- DIRECTIONS:
1. Answer these questions using the discussion about exercise and quieting the mind:
(a) How long does one writer say it takes to mentally detach from work?
(b) In what month did the friend who was hit by a car have his most recent surgery?
(c) What name does one writer give to the moments they try to make a mental note of?
2. Reproduce word for word the stretch of the discussion about exercise and quieting the mind from "It's physically and" through "while out running.".

- EXTRACT PROVIDED:
---+---
Cycling is another great one for sure but unfortunately in my local community most of the bicycle infrastructure is best described as an afterthought at best so I'm playing frogger with my life and staying absolutely focused on my surroundings.
It's physically and mentally exhausting.
It's a different kind of bliss but still bliss for sure as if I do it enough during the week my sleep schedule is so much better.
I don't know where you live but in most places you can find quiet back roads with little traffic as soon as you get out of the city. I try to avoid cycling in car traffic as much as possible.
Somewhere I've read that it takes at least 45 minutes to mentally detach from work. For me, that usually just means having different thoughts, but to stop all thoughts, I'll have to exercise my body rather furiously.
I wish you the best of luck on those surgeries, one of my friends is currently going through the same shitty situation after he got hit by a car last year while out running.
He's hoping he'll be able to run again before the year is out.
He just had another surgery back in July and he's doing damn good after that one.
I call it a "perfect moment" and I try to make a mental note when ever I experience one so that I'll be more likely to notice the next time it happens. It's most often in the nature for me as well.
What? How? For me it's like when someone says "Don't think of an elephant!". If I try to not think I'd only be thinking about not thinking. And then I'd be thinking about how I'm thinking about not thinking and then... until it's thinking about thinking all the way down.
That's the reason why I loved semi-blacking out while stretching. This stopped happening after puberty, but it was always a short enjoyable moment of silence and absence of worries. I kind of miss it.
---+---
- DATA FOR REVIEW:

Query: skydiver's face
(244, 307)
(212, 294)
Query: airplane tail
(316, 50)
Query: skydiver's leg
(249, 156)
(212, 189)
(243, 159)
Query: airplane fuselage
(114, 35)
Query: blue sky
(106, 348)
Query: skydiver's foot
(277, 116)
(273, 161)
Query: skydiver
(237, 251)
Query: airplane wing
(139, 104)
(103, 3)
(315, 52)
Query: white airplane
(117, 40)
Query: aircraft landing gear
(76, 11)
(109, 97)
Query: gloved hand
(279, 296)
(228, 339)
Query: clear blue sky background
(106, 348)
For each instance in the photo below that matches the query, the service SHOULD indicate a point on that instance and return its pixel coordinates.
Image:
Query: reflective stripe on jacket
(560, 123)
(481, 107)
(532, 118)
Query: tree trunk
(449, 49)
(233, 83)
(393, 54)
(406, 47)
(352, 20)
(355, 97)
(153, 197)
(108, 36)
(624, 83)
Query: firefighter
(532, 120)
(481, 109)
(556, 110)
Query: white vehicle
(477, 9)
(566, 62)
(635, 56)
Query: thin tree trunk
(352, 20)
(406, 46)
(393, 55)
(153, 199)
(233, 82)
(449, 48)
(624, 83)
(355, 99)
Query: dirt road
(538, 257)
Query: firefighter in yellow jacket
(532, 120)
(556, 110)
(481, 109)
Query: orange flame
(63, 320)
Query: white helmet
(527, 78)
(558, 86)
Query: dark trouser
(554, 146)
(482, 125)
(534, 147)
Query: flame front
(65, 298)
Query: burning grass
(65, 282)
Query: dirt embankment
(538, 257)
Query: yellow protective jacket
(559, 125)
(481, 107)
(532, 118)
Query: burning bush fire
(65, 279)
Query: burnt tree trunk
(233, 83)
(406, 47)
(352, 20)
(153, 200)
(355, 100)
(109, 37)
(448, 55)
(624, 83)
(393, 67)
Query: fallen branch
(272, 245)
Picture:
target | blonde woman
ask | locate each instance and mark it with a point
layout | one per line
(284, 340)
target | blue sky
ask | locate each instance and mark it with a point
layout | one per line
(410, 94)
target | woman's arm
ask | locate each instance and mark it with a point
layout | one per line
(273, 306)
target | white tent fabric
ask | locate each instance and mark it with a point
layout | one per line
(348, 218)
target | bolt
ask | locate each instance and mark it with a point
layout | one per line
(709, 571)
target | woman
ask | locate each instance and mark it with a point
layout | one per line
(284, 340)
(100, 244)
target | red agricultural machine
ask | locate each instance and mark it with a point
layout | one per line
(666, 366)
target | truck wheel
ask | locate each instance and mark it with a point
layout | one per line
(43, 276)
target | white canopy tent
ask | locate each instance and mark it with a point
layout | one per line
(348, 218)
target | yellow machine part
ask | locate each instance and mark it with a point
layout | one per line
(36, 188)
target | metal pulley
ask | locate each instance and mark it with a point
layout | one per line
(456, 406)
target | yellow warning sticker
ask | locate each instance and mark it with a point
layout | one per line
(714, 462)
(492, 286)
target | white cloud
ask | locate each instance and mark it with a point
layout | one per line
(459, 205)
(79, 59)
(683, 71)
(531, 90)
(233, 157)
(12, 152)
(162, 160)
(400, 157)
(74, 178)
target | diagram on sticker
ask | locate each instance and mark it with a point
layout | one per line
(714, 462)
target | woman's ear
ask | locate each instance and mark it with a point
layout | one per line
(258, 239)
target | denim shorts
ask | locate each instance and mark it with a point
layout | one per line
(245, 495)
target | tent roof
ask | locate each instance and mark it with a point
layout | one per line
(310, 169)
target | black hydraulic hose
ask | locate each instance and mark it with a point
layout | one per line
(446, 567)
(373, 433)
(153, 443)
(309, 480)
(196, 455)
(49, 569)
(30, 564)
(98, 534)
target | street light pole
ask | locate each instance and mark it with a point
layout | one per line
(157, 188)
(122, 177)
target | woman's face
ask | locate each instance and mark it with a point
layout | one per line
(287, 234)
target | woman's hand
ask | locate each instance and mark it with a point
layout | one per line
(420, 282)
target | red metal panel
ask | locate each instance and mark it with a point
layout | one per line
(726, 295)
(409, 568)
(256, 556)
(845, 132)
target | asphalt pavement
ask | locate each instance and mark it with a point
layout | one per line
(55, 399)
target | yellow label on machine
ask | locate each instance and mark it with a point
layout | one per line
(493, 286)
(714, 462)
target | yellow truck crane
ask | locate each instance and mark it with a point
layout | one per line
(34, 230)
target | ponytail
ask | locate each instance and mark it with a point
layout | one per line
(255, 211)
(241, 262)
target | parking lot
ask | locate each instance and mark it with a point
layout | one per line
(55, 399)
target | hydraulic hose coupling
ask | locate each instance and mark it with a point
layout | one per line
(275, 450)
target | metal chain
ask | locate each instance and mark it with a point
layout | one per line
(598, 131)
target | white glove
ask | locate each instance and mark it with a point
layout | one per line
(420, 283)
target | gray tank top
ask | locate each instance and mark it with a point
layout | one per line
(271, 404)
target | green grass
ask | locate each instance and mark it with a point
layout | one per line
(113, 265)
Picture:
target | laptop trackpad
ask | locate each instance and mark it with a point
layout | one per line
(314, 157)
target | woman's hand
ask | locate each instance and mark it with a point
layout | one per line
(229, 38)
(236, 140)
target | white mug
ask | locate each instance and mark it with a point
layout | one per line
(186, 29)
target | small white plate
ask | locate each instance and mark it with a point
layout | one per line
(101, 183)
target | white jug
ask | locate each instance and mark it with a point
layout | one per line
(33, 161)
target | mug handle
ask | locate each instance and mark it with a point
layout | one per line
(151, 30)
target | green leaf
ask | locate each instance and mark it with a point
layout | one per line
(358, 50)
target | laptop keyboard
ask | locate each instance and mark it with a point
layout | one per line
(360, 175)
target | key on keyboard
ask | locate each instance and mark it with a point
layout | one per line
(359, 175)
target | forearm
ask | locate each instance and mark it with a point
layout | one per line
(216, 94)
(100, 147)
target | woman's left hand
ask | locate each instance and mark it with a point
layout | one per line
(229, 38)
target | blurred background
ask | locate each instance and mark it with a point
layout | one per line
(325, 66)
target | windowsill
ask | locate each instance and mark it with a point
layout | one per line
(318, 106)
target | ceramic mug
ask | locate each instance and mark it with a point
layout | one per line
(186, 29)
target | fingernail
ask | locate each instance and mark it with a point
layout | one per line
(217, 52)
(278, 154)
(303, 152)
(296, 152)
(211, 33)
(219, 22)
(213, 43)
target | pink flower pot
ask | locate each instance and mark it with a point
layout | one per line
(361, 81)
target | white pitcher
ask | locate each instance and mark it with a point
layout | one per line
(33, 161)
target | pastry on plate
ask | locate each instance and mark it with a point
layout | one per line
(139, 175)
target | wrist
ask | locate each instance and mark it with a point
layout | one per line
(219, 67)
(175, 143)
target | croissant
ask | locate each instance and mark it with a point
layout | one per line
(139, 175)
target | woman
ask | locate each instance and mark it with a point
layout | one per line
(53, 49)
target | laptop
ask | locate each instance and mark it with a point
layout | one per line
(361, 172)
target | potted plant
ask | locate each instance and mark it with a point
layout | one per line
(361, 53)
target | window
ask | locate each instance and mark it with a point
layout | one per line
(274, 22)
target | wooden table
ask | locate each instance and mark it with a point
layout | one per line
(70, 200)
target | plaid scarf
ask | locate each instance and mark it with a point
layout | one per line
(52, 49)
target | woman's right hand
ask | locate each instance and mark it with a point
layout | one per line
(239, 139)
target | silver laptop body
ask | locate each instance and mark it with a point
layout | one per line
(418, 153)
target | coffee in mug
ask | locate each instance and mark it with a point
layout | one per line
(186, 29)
---+---
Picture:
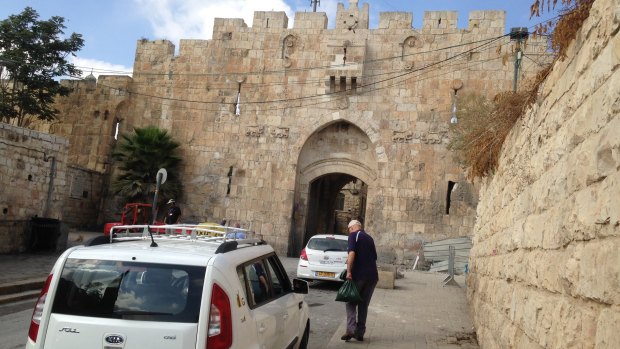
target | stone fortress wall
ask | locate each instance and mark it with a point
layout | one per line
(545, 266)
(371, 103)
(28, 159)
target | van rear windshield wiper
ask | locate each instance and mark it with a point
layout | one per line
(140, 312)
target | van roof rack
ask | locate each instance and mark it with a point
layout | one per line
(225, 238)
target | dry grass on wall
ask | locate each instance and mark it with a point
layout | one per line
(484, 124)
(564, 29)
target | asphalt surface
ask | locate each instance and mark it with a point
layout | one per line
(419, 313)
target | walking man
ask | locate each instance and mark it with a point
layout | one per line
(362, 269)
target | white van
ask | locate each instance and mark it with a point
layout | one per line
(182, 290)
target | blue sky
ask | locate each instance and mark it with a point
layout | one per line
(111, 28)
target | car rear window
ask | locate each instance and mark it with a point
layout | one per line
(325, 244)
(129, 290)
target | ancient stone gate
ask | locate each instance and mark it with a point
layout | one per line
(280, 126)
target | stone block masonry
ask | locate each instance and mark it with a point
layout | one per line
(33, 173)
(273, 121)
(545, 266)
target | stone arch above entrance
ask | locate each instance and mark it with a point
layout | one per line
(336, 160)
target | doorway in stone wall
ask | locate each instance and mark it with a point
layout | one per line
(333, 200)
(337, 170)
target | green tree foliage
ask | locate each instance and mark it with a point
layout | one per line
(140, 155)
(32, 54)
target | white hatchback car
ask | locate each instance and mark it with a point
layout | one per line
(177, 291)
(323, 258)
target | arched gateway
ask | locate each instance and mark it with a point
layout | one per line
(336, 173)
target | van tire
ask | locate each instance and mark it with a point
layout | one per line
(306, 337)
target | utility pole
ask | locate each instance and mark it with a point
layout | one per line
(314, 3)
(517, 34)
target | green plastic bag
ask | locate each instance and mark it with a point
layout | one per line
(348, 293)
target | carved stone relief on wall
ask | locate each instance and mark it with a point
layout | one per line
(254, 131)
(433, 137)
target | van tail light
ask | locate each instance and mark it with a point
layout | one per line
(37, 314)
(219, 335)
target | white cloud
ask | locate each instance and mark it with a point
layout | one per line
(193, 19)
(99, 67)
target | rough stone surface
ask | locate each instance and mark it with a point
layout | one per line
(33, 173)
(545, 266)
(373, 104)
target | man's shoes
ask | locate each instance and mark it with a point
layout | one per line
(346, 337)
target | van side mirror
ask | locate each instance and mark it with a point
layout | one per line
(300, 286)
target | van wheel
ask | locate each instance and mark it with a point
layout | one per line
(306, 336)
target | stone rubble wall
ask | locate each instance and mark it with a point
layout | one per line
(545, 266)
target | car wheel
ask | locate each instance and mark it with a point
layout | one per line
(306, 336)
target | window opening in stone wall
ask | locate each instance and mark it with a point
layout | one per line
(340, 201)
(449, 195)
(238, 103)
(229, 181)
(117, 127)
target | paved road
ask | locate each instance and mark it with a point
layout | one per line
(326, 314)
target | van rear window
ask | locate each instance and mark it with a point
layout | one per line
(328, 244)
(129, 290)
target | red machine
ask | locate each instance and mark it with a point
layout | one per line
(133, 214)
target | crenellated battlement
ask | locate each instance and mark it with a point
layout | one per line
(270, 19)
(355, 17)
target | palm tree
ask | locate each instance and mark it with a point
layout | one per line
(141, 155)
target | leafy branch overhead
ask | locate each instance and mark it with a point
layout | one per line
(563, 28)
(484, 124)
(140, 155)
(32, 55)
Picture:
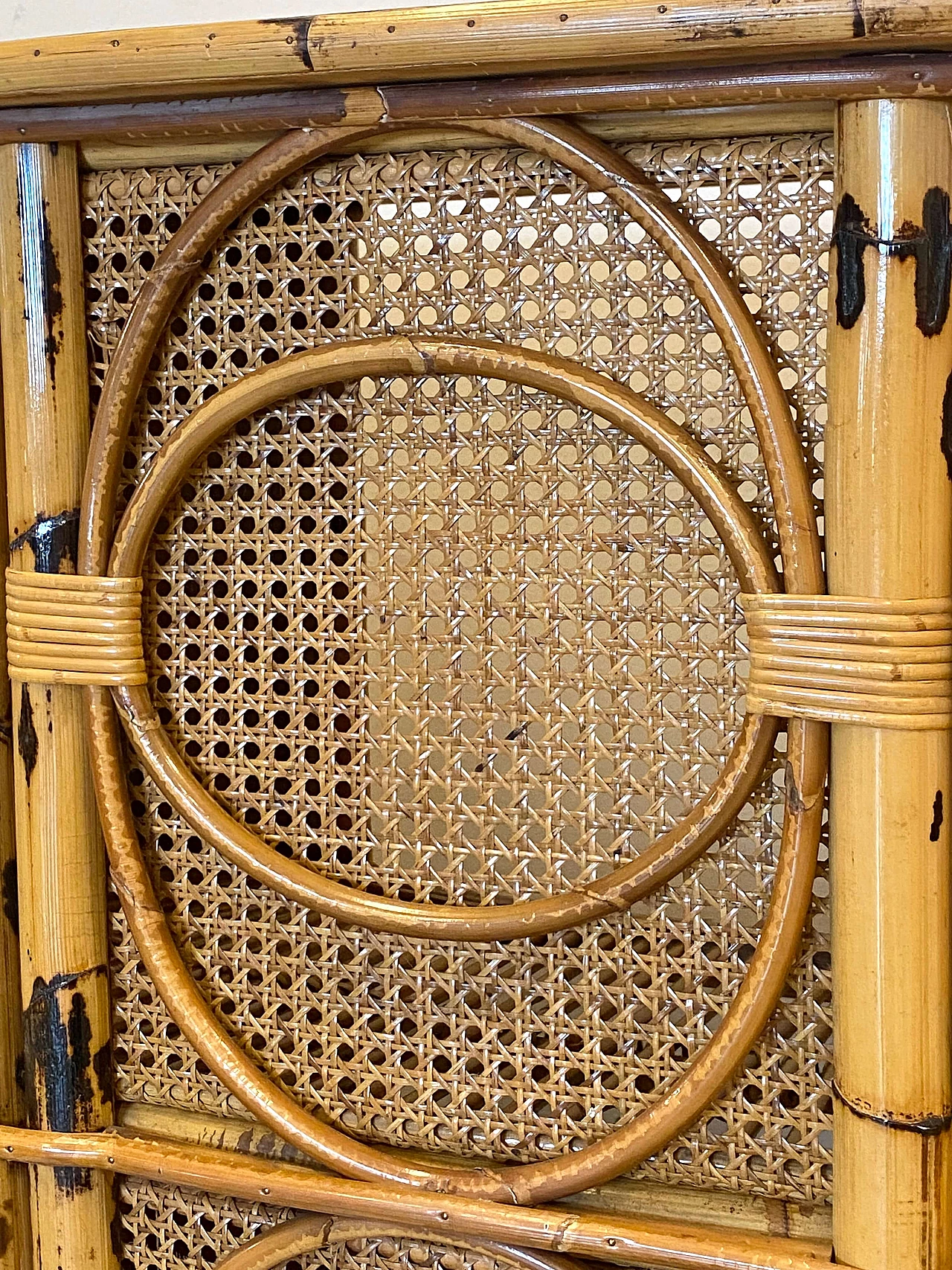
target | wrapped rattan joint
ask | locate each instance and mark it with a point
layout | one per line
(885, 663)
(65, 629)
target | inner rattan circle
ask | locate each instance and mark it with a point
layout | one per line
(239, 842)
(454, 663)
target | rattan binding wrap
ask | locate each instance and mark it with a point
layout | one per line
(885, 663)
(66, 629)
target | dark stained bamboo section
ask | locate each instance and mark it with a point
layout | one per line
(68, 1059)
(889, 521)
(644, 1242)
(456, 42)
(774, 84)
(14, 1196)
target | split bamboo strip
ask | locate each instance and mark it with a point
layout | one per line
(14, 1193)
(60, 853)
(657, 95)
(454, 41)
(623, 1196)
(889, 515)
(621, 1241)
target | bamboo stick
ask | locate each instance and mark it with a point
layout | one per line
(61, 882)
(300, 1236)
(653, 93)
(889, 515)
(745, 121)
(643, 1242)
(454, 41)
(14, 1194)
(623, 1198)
---+---
- RESPONSES FOR EACH TASK:
1.
(a) At least 45 minutes.
(b) July.
(c) A "perfect moment."

2.
It's physically and mentally exhausting.
It's a different kind of bliss but still bliss for sure as if I do it enough during the week my sleep schedule is so much better.
I don't know where you live but in most places you can find quiet back roads with little traffic as soon as you get out of the city. I try to avoid cycling in car traffic as much as possible.
Somewhere I've read that it takes at least 45 minutes to mentally detach from work. For me, that usually just means having different thoughts, but to stop all thoughts, I'll have to exercise my body rather furiously.
I wish you the best of luck on those surgeries, one of my friends is currently going through the same shitty situation after he got hit by a car last year while out running.